*CONSIGNA A*:
Según el texto sobre la política y los afectos, ¿quiénes medran en la época de confusión total que describe?
*CONSIGNA B*:
Resume en dos oraciones el texto sobre la política y los afectos.
*CONSIGNA C*:
Retoma el texto sobre la política y los afectos donde se interrumpe y escribe su continuación.

*DOCUMENTO*:

Nadie dijo que el apasionamiento político no fuese un contrapunto necesario de la razón en el proceso de socialización política del individuo; aun al contrario. Lo que pasa es que hoy, al calor de esos debates públicos vividos a flor de piel, reducidos a la contraposición de blancos y negros sin matices y de las interpelaciones permanentes a los sentimientos de los electores, hemos entrado todos en una época de confusión total en la que medran los populistas, el efectismo y los mentirosos, y a casi nadie parece preocuparle.


III. Te quiero, cari.

Llegados a este punto cabe preguntarse ¿dónde está el límite para ese caudal desbocado de afectos y complicidades entre la política y la ciudadanía? ¿vale todo para conectar con un electorado escéptico y desencantado? Si atendemos a lo que sucede en nuestro entorno, parece que sí.

En primer lugar, el personalismo, el liderazgo fuertemente construido alrededor de un sujeto cuasi-omnímodo que se sitúa por encima de sus pares y cuya emanación más común, si de política hablamos, es el presidencialismo con todas sus variantes territoriales y sus piruetas narrativas, ha terminado por imponerse en nuestra vida pública, aun a fuerza de retorcer el significado y alcance de nuestro sistema político y electoral, urdido al calor de las inercias y servidumbres de un partidismo coral y distribuido.

Fragmentos del conjunto de datos sobre señalización de objetos:
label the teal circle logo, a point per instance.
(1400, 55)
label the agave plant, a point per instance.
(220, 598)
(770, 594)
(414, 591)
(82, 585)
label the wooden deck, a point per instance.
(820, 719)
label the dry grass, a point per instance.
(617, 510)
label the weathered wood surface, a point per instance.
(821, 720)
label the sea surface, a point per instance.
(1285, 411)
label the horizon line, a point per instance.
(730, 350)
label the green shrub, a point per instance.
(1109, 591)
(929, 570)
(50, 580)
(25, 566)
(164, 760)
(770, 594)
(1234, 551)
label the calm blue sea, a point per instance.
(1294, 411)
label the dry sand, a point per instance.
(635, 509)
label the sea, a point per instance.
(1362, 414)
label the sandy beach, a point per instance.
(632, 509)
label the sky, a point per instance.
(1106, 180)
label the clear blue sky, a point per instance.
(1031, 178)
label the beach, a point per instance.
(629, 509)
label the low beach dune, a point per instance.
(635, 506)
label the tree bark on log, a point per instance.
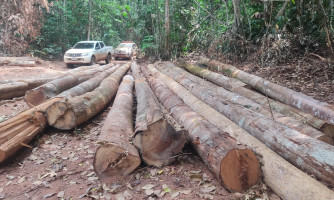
(44, 92)
(116, 155)
(157, 136)
(19, 61)
(18, 131)
(313, 156)
(284, 179)
(218, 97)
(228, 83)
(234, 165)
(298, 100)
(88, 85)
(71, 112)
(18, 87)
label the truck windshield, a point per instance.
(84, 46)
(124, 45)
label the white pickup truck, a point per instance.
(88, 52)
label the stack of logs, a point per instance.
(231, 126)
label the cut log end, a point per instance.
(110, 160)
(159, 143)
(239, 170)
(34, 97)
(329, 130)
(60, 116)
(326, 138)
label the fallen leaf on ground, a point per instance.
(48, 195)
(61, 194)
(148, 187)
(21, 180)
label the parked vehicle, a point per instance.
(127, 49)
(88, 52)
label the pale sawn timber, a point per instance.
(157, 136)
(283, 178)
(115, 155)
(19, 130)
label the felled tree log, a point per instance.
(71, 112)
(88, 85)
(18, 131)
(228, 83)
(284, 179)
(219, 98)
(298, 100)
(290, 144)
(234, 165)
(116, 155)
(18, 87)
(19, 61)
(155, 135)
(40, 94)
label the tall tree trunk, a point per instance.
(237, 25)
(167, 29)
(89, 20)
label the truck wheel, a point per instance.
(69, 65)
(108, 59)
(93, 60)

*RESPUESTA ESCRITA A*:
Los populistas, el efectismo y los mentirosos.

*RESPUESTA ESCRITA B*:
El texto sostiene que el apasionamiento político es un contrapunto necesario de la razón. Sin embargo, advierte que hoy los debates reducidos a blancos y negros y las interpelaciones a los sentimientos de los electores han llevado a una época de confusión en la que medran los populistas y los mentirosos, y señala que el personalismo, cuya forma más común es el presidencialismo, se ha impuesto en la vida pública.

*RESPUESTA ESCRITA C*:
En efecto, vivimos una época en la que, más allá de la estrategia de relaciones públicas y de los planes de contingencia y hojas de ruta de los asesores, la ejecutoria comunicativa del nuevo liderazgo político, antaño predefinida por manuales de estrategia y años de experiencia de spin-doctors, ha terminado por ceder ciertos espacios de libertad y espontaneidad para el líder y su equipo más cercano, que la utilizan indiscriminadamente para presentarnos la versión más genial y auténtica del personaje político, de la persona y personaje del candidato, con una vocación por trascender e impactar en un mundo global y conectado 24 horas al día, con los peligros que ello conlleva.

Esto coincide, además, con la irrupción de aquello que algunos han caracterizado como la era de la post-política, en la que a la pérdida de legitimidad y capacidad de intermediación de los partidos políticos, convertidos en monolíticas maquinarias electorales, se une la arribada del líder independiente y sin ataduras que está de paso por la política y que es capaz de transmitir la ilusión de un proyecto de país, basado, a partes iguales, en la promesa de regeneración de un sistema caduco que hace aguas y en la proyección de su magnetismo personal, empezando a perfilar un horizonte de una verdadera política sin partidos.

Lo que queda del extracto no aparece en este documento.